--- START OF Data ---

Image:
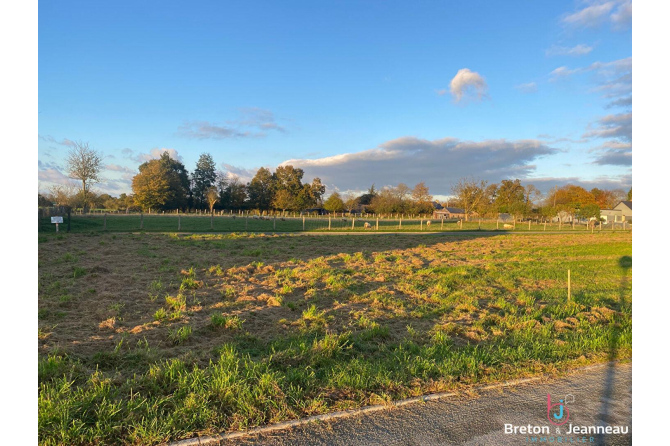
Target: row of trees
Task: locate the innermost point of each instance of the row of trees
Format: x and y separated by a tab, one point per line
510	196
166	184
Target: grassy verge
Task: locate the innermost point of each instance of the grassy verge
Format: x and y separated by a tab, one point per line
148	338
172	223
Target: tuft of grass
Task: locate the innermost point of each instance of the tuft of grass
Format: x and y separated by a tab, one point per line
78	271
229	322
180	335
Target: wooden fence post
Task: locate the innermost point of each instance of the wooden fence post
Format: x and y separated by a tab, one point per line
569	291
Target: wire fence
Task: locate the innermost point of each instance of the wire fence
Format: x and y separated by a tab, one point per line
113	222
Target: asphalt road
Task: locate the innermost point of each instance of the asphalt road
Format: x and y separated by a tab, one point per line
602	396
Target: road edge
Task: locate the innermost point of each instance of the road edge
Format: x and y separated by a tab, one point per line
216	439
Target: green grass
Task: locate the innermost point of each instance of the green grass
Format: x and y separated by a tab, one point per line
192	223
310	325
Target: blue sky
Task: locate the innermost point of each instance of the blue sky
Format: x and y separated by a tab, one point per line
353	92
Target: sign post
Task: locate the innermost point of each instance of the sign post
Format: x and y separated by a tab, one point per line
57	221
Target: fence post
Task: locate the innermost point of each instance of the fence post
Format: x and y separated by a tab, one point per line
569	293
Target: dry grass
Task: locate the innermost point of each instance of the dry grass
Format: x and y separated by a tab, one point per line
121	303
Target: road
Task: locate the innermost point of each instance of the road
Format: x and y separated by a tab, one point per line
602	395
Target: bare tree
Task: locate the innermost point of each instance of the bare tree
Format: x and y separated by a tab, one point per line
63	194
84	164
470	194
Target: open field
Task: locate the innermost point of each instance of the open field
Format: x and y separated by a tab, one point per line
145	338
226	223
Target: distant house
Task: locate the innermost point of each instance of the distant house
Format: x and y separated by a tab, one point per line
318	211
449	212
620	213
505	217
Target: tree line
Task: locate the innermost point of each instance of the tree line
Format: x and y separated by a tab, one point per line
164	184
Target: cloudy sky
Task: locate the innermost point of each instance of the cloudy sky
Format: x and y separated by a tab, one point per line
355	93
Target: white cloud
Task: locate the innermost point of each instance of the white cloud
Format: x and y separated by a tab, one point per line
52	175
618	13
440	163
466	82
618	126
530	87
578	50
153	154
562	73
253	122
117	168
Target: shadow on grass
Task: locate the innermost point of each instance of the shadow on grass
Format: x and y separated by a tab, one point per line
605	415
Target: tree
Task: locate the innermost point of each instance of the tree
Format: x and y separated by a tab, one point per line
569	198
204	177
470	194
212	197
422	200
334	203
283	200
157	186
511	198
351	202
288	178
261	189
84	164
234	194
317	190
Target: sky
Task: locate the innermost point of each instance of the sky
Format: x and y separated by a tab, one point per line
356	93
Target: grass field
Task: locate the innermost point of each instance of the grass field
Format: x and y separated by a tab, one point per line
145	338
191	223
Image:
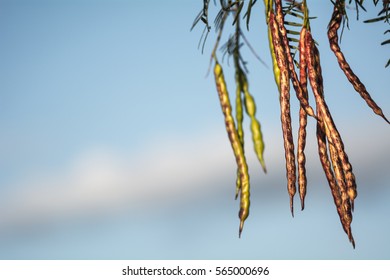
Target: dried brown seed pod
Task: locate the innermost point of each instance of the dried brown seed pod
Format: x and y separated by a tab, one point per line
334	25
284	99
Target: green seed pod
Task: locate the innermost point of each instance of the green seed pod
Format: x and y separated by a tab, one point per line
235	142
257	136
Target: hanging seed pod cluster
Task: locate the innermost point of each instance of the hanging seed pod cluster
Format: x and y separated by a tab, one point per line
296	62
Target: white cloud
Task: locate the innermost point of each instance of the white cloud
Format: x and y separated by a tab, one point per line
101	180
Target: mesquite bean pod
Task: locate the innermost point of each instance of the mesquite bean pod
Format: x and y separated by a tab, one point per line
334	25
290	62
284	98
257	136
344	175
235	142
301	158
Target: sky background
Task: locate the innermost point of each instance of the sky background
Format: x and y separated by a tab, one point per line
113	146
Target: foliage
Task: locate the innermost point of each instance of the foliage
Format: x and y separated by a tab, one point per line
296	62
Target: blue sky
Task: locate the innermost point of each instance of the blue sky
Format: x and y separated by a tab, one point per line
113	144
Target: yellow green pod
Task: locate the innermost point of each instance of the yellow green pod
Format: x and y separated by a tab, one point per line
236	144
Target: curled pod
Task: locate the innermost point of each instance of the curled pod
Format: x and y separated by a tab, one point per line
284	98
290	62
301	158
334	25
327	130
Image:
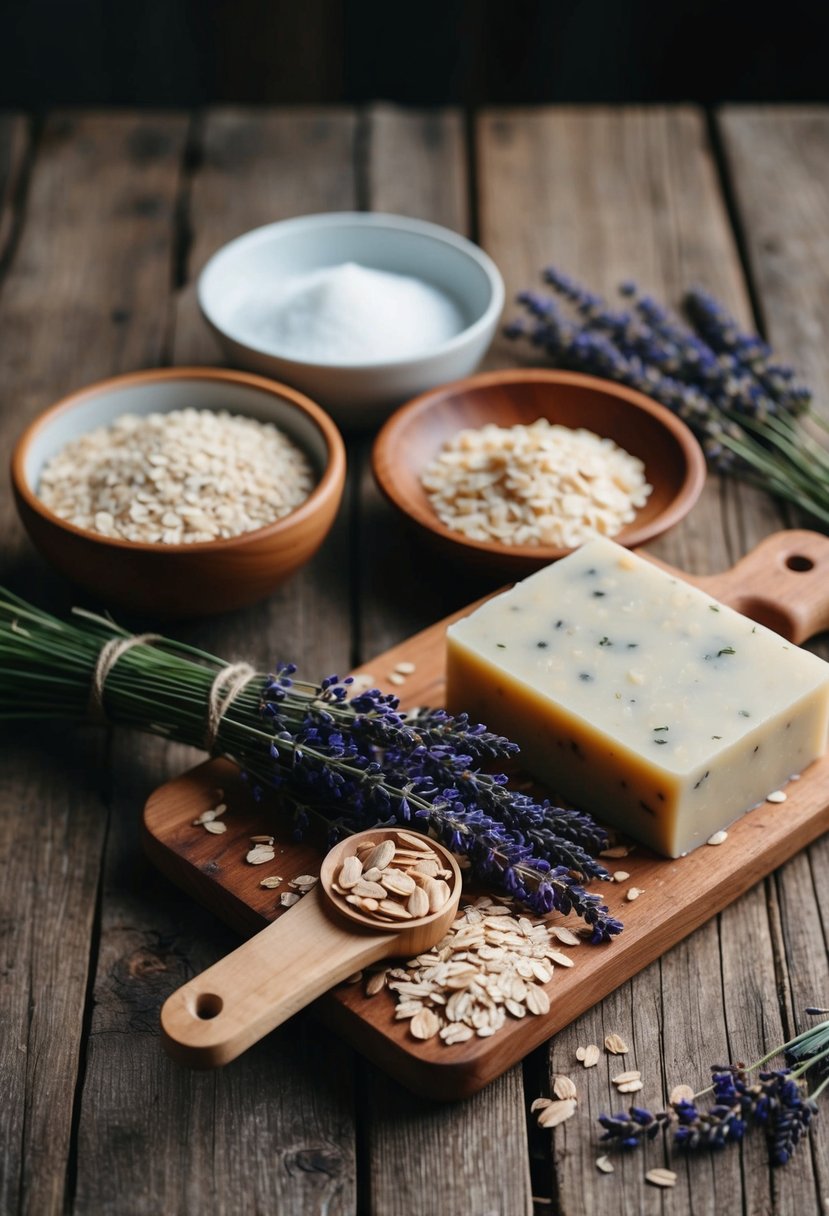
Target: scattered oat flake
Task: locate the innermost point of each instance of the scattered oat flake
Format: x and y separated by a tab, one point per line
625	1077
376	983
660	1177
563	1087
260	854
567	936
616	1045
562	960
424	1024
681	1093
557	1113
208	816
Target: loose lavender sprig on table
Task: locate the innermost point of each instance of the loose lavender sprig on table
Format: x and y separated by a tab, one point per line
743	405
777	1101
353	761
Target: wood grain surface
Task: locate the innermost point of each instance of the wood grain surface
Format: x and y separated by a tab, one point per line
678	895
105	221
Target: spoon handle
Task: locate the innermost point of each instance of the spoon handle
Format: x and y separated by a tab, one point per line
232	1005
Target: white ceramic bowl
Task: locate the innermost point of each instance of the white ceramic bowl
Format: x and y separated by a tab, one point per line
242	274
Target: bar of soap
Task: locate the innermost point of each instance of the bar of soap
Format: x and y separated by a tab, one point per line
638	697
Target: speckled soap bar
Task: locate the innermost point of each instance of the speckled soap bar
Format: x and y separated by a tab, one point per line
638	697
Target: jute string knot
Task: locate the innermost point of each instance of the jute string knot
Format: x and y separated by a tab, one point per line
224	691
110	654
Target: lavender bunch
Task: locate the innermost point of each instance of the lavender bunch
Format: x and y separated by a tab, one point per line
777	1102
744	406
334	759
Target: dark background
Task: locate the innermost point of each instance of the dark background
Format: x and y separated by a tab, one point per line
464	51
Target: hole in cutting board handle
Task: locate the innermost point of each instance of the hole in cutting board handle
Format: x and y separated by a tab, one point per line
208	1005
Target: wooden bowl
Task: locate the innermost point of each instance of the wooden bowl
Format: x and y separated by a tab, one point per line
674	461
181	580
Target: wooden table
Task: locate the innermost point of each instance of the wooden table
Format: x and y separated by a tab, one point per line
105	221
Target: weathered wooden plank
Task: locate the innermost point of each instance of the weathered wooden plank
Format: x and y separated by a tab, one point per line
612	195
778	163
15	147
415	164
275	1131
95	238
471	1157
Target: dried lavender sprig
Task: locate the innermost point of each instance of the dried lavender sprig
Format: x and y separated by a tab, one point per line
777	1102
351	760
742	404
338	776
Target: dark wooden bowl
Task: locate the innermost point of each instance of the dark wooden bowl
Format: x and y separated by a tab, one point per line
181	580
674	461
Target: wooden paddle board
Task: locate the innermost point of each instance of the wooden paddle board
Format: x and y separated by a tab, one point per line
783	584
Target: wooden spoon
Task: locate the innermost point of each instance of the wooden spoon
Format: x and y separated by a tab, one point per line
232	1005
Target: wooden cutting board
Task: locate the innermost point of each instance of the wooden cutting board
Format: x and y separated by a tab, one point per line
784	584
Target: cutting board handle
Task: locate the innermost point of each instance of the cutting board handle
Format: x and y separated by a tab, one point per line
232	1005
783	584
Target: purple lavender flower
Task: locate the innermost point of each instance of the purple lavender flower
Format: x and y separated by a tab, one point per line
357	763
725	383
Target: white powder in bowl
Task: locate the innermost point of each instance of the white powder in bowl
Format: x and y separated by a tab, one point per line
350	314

--- END OF Data ---

### Work to do:
Reproduce, exactly and with nothing added, the lines from the one that includes "Target: wooden table" through the last line of the material.

### Task result:
Target: wooden table
Task: locate the innermost point of each instance of the wooden table
Format: x and y separated by a tab, one point per line
105	221
Target: weathered wooden plank
Task: locate the innermost point of each instance of the weathered wooden plank
Format: x and y separated by a tab, one point per line
612	195
778	163
15	147
415	164
275	1131
95	238
471	1157
Target: dried lavender sprig
Task: locate the innermost point of each instance of the dried lavender sprig
Format: x and y separated by a tab, one point per line
777	1102
351	760
742	404
338	776
Target: dark wooden bowl
Task: locate the innermost point of each instance of the dark wooden bowl
Format: x and y separated by a tab, one point per line
181	580
674	461
Target: wooden paddle board
Task: locate the innermost point of each instance of the wooden paddle board
Format: x and y separated by a tab, one point per line
783	584
Target: wooden spoon
Task: locate the innermost point of each instance of the wooden spoon
Format: x and y separated by a tab, one point per line
232	1005
Target: wooden cutting board
Task: locate the innermost point of each instance of the wooden cutting board
Format: x and y separated by a tab, one point per line
784	584
Target: cutting board handle
Task: locate the innermost point of each instance of the cutting board handle
Format: x and y separated by a tab, one point per line
232	1005
783	584
Target: purple lavender flower
Task: locate the innermost point of each instance of the purple lavender flower
Format: x and y separated by a tab, one point per line
357	763
725	383
Target: white powder in bowl
Task: locate the innermost point of each instance of the white powder in bowl
Format: x and y separated by a tab, one point per line
350	314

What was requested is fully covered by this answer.